:: Problem requirements ::
Recast every line of the items below as a Markdown table with the columns "Number" and "Line". Put the row number in the first column and the line in the second, and skip any blank lines.

╭─ Supplied records

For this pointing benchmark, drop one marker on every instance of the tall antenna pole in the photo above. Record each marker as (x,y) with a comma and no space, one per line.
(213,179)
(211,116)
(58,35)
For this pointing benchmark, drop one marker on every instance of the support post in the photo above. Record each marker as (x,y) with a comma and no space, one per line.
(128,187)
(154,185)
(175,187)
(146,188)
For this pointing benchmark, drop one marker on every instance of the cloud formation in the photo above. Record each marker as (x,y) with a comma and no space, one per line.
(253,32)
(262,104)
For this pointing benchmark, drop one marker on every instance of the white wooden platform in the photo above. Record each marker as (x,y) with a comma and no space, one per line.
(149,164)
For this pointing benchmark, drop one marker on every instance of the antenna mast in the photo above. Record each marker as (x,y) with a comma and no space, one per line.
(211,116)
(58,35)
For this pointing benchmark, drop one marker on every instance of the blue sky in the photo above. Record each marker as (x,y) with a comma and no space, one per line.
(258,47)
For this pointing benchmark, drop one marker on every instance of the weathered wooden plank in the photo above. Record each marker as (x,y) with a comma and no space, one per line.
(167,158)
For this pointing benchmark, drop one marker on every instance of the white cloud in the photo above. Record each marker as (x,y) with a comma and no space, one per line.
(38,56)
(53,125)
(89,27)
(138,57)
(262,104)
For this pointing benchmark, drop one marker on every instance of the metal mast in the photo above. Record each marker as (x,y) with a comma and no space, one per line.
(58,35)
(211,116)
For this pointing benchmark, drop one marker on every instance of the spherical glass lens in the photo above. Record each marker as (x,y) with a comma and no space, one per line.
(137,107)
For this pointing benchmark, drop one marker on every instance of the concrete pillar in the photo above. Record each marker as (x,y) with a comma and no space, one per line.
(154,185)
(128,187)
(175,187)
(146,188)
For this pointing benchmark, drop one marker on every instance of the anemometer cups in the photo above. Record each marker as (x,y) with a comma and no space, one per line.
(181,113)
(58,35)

╰─

:: Result ::
| Number | Line |
|---|---|
| 1 | For this pointing benchmark, drop one marker on every instance of the tall antenna pole in the photo above. Record each marker as (x,y) with a comma and no space, one per line. |
| 2 | (213,179) |
| 3 | (211,116) |
| 4 | (58,35) |
| 5 | For this pointing benchmark, drop one marker on every instance of the support post in the photo above. Record each marker as (x,y) with a comma and no space, one per line. |
| 6 | (128,187) |
| 7 | (154,185) |
| 8 | (175,187) |
| 9 | (146,188) |
| 10 | For this pointing benchmark, drop one marker on every instance of the cloud formation in the photo above. Record each marker as (x,y) with a comma and no space, one per line. |
| 11 | (253,32) |
| 12 | (262,104) |
| 13 | For this pointing benchmark, drop one marker on every instance of the white wooden platform in the photo above. Record each marker as (x,y) with a comma and no space, one per line. |
| 14 | (149,164) |
| 15 | For this pointing benchmark, drop one marker on every instance of the antenna mast in the photo above. Record each marker as (x,y) with a comma and no space, one per line. |
| 16 | (211,116) |
| 17 | (58,35) |
| 18 | For this pointing benchmark, drop one marker on every instance of the blue sky in the photo above. Record each marker as (x,y) with a comma and no space, one per line. |
| 19 | (258,47) |
| 20 | For this pointing benchmark, drop one marker on every instance of the weathered wooden plank in the photo above. Record each marker as (x,y) with a comma and no space, one per line. |
| 21 | (167,158) |
| 22 | For this pointing benchmark, drop one marker on every instance of the white cloud in the photo above. Record each marker as (x,y) with a comma and no space, one per line. |
| 23 | (38,56) |
| 24 | (53,125) |
| 25 | (89,27) |
| 26 | (138,57) |
| 27 | (262,104) |
| 28 | For this pointing benchmark, drop one marker on every instance of the metal mast in the photo above. Record each marker as (x,y) with a comma and no space, one per line. |
| 29 | (58,35) |
| 30 | (211,116) |
| 31 | For this pointing benchmark, drop one marker on every instance of the spherical glass lens in the photo above. Record each marker as (x,y) with a comma and no space, one per line. |
| 32 | (137,107) |
| 33 | For this pointing benchmark, drop one marker on every instance of the concrete pillar in the photo above. Record each marker as (x,y) with a comma and no space, one per line. |
| 34 | (154,185) |
| 35 | (128,187) |
| 36 | (175,187) |
| 37 | (146,188) |
| 38 | For this pointing benchmark, drop one marker on every instance of the anemometer cups in the photo above. Record each marker as (x,y) with a comma and no space, one per line. |
| 39 | (181,113) |
| 40 | (58,35) |